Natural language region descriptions
^^^^^^^^^^^^^^^^
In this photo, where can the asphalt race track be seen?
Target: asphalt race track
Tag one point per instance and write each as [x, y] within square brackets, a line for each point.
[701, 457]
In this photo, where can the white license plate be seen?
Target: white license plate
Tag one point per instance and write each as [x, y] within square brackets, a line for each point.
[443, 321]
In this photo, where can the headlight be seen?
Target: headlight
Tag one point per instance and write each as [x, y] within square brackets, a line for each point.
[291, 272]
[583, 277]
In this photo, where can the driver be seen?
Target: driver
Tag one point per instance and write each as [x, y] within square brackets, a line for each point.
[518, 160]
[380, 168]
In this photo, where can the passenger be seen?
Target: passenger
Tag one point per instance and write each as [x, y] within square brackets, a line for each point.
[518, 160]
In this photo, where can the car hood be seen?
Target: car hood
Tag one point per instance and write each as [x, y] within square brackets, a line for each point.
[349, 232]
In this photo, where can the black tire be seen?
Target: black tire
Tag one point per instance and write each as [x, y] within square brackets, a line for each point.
^^^^^^^^^^^^^^^^
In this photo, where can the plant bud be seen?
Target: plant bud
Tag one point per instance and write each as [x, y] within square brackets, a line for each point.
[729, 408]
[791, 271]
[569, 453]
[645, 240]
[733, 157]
^^^^^^^^^^^^^^^^
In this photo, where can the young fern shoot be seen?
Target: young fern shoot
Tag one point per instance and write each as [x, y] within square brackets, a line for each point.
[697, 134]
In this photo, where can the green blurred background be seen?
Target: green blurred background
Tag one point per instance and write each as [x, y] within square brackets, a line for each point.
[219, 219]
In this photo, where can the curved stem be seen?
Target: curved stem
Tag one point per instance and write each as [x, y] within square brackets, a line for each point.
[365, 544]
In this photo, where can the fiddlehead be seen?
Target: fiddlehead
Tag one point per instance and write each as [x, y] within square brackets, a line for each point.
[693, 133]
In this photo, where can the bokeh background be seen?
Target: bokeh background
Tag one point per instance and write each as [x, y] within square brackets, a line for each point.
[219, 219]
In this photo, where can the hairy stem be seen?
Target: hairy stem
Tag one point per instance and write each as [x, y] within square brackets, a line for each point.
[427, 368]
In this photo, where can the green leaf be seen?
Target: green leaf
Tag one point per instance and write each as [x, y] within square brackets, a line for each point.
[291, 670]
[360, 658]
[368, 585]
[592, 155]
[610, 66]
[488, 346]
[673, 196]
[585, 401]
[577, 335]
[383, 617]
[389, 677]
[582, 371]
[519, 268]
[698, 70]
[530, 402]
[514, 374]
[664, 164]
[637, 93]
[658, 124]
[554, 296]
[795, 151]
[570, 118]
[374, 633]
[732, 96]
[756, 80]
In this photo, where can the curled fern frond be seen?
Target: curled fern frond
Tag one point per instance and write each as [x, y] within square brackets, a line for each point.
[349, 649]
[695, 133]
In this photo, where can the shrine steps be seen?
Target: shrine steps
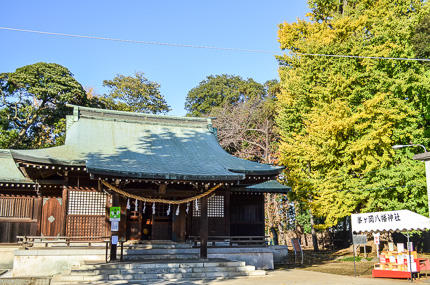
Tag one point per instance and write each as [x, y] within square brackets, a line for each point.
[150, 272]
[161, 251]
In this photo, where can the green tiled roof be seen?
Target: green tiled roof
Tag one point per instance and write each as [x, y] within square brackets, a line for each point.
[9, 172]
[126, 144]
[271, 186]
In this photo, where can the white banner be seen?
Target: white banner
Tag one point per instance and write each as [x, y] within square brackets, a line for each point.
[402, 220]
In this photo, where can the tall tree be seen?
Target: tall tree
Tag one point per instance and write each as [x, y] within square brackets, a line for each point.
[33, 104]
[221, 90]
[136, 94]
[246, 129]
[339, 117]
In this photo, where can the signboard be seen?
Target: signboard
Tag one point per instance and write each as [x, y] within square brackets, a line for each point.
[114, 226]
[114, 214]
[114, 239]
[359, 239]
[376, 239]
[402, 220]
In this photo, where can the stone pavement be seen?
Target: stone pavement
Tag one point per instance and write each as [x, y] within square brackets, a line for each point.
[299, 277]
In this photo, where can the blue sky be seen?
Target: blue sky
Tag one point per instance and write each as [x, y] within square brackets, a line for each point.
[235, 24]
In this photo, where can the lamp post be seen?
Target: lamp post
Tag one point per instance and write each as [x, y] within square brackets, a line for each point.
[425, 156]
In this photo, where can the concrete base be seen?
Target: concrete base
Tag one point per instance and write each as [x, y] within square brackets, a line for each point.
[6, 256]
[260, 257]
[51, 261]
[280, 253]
^^^^^^^^^^^^^^^^
_AIM OF THE EXERCISE_. Whenever "curled" occurs in a line above, copy that line.

_SOLUTION_.
In this photo, where can the curled fern frond be seen?
Target: curled fern frond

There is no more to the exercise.